Start of Records for the task
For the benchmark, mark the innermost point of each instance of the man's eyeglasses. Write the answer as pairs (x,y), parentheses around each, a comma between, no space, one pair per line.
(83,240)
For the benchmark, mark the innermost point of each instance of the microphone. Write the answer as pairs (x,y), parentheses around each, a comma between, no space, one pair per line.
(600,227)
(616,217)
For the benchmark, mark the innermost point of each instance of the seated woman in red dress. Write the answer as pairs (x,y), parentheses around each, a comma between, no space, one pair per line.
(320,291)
End of Records for the task
Start of Records for the task
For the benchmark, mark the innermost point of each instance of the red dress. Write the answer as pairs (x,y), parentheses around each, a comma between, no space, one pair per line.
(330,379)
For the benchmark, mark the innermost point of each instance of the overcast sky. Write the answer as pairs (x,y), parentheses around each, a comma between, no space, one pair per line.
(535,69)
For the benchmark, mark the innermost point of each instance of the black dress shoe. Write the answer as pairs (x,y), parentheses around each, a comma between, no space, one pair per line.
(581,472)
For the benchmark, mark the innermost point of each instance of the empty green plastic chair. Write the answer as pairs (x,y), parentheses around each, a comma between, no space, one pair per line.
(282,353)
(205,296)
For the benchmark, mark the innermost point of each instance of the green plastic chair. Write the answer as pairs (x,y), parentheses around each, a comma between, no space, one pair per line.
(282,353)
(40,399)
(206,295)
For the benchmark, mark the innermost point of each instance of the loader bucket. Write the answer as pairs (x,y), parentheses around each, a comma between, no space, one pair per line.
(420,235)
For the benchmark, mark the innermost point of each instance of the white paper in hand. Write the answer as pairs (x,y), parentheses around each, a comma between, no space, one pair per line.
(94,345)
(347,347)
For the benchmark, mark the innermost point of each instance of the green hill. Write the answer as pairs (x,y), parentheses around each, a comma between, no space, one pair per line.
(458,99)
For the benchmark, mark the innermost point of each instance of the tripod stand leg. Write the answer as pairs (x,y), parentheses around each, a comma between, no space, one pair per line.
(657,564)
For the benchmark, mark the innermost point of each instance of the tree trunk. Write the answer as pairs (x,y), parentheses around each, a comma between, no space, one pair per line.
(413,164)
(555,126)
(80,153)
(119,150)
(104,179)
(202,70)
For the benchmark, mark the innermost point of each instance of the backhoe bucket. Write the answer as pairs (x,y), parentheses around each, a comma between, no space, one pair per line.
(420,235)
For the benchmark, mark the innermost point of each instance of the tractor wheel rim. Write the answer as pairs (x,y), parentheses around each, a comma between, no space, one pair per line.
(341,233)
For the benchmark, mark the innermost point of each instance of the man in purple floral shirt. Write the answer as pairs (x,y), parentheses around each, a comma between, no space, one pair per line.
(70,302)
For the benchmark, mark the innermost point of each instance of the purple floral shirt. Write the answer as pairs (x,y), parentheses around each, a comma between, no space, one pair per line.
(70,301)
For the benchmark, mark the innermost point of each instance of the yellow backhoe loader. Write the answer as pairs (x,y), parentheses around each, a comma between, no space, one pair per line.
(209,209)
End of Records for the task
● **Task instructions**: Copy out every line of the records above that contains the word "purple", matching case exactly.

● **Answer to the task**:
For the benchmark, mark the innermost point of each instance of the man in purple floral shirt. Write the answer as pairs (x,y), parentheses around each, a comma between, no space, one pair per line.
For the benchmark, mark the innermost point of each instance of the purple floral shirt. Write the answer as pairs (x,y), parentheses around each, a comma between, no space, one pair per line.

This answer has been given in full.